Aim of the exercise = Put the lines of the records from the one containing "Category: blue sky" through the one containing "(1315, 299)", inclusive, into a numbered list, leaving out blank lines and pictures.

Extracted information =
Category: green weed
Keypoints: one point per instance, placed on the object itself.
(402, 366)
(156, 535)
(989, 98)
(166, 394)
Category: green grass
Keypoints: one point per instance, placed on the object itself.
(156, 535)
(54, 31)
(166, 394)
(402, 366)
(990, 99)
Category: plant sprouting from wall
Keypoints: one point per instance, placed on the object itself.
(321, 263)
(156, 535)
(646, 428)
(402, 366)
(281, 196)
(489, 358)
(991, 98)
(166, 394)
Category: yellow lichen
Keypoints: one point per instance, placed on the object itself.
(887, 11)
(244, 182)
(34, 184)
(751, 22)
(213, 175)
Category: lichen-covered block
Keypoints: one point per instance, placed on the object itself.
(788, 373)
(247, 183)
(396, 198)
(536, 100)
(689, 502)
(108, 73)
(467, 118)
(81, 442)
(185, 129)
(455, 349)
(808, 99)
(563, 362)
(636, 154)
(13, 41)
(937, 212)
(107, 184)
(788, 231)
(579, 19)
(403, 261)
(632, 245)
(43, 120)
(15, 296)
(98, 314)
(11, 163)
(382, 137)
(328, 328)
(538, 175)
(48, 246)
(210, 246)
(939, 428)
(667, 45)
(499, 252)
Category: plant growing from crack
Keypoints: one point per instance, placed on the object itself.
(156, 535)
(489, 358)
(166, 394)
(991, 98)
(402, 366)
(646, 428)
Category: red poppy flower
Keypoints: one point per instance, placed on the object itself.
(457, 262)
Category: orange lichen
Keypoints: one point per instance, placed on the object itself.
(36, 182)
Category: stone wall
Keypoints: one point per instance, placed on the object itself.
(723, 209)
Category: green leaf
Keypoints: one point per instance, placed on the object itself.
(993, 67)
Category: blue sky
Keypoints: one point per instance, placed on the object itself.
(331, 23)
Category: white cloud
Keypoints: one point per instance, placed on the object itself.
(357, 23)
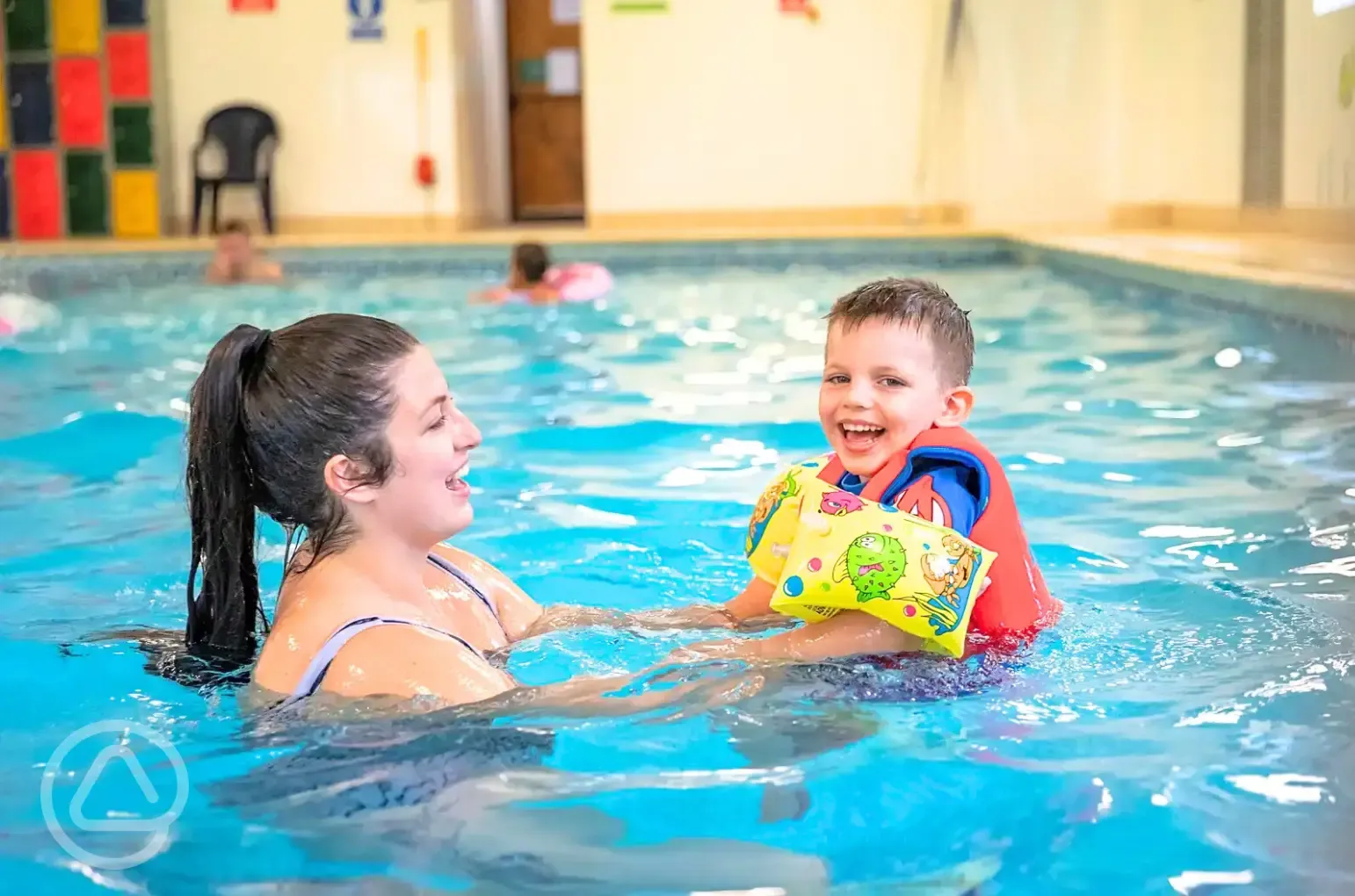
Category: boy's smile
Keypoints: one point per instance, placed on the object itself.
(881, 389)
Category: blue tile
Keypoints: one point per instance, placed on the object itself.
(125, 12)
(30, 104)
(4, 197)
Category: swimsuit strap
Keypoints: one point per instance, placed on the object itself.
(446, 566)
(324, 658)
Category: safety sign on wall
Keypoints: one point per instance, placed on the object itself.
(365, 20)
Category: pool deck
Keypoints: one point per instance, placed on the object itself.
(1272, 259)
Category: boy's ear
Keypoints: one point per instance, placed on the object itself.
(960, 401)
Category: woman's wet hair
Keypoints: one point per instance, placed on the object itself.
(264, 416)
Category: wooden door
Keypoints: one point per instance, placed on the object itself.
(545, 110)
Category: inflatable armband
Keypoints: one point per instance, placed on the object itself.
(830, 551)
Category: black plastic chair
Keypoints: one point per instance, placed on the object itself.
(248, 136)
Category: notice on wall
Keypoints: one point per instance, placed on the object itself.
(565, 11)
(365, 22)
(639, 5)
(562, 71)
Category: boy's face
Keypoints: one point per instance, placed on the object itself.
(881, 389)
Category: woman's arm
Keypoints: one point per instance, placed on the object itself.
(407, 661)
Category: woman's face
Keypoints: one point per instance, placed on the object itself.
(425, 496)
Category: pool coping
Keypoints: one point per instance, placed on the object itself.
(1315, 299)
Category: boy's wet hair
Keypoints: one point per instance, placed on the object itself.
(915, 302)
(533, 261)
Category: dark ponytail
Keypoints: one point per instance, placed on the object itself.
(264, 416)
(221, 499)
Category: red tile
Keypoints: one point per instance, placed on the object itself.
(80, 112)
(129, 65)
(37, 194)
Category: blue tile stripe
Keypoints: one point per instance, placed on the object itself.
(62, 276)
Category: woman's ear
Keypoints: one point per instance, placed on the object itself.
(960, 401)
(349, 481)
--
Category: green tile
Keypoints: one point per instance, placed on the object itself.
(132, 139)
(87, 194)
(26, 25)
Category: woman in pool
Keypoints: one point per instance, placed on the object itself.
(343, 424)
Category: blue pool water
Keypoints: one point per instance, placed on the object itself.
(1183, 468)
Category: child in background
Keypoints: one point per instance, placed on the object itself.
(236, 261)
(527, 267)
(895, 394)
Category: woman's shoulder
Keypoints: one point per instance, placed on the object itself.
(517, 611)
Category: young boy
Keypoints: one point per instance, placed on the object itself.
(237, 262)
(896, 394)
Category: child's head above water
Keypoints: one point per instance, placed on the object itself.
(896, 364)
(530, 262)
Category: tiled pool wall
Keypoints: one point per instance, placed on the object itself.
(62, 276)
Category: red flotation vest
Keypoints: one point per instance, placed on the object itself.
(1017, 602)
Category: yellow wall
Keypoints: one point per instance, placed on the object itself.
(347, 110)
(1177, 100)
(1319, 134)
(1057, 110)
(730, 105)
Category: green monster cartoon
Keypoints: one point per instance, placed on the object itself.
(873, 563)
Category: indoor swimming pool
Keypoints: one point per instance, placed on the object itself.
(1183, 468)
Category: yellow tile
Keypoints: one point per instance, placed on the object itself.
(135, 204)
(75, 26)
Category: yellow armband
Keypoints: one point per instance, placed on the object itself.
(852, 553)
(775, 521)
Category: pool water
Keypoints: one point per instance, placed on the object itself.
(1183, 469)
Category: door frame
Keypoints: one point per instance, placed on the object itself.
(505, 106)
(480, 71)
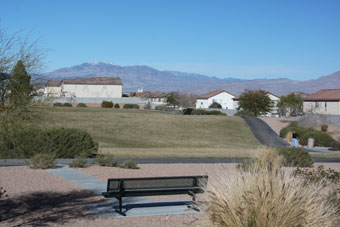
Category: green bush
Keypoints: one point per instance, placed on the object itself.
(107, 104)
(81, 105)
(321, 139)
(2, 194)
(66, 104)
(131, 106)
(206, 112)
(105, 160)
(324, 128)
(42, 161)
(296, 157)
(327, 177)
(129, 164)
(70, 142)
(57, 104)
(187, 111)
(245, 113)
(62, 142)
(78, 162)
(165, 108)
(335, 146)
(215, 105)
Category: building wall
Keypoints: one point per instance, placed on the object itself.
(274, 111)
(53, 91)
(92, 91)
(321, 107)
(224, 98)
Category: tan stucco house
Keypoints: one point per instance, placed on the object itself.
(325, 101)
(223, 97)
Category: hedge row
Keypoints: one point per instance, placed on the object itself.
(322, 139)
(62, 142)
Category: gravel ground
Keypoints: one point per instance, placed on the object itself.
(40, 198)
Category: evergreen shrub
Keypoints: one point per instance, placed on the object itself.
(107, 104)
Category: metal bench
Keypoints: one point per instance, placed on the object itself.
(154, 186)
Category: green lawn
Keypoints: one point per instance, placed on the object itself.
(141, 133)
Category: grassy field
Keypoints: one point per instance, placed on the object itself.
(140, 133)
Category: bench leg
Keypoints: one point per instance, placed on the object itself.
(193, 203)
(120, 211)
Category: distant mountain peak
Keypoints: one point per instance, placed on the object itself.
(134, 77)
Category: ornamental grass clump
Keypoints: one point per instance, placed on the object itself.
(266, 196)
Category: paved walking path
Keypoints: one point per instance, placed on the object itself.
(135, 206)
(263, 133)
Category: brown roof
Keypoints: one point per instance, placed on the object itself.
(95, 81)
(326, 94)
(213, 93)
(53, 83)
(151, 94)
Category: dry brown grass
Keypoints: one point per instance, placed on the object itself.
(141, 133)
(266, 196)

Solved problem =
1. Category: blue sky
2. Keypoints: one point per instance, placed on the object itself.
3. (331, 23)
4. Category: white cloud
5. Keypoints: one point per instance, placed on the object itself.
6. (357, 23)
7. Category: boy's smile
8. Keypoints: one point per instance, placed on the object itself.
9. (881, 389)
10. Category: blue tile
11. Keypoints: one point per instance, placed on the object itself.
12. (125, 12)
13. (30, 104)
14. (4, 197)
15. Category: swimsuit strap
16. Keypoints: one point per instance, placed on the object itself.
17. (446, 566)
18. (324, 658)
19. Category: safety sign on wall
20. Keypoints: one point per instance, placed on the object itself.
21. (365, 20)
22. Category: pool deck
23. Keypoints: one point per instance, placed on the object itself.
24. (1272, 259)
25. Category: boy's ear
26. Keypoints: one point per instance, placed on the object itself.
27. (960, 401)
28. Category: woman's wet hair
29. Keypoints: one point per instance, placed on the object itself.
30. (264, 416)
31. Category: wooden door
32. Keypoints: one point per instance, placed on the object itself.
33. (545, 110)
34. Category: inflatable armband
35. Keypoints: one point per instance, placed on the object itself.
36. (830, 551)
37. Category: black plastic chair
38. Keypoints: one point per instance, placed on the object itself.
39. (248, 136)
40. Category: notice on wall
41. Keypoints: one point per instance, placed on the object itself.
42. (565, 11)
43. (365, 22)
44. (639, 5)
45. (562, 71)
46. Category: boy's face
47. Keypoints: one point per instance, placed on the object itself.
48. (881, 389)
49. Category: woman's arm
50. Keypoints: one point per instance, placed on the object itself.
51. (407, 661)
52. Category: woman's face
53. Keypoints: one point per instance, placed on the object itself.
54. (425, 496)
55. Category: pool coping
56. Keypoints: one point per instance, placed on the object itself.
57. (1315, 299)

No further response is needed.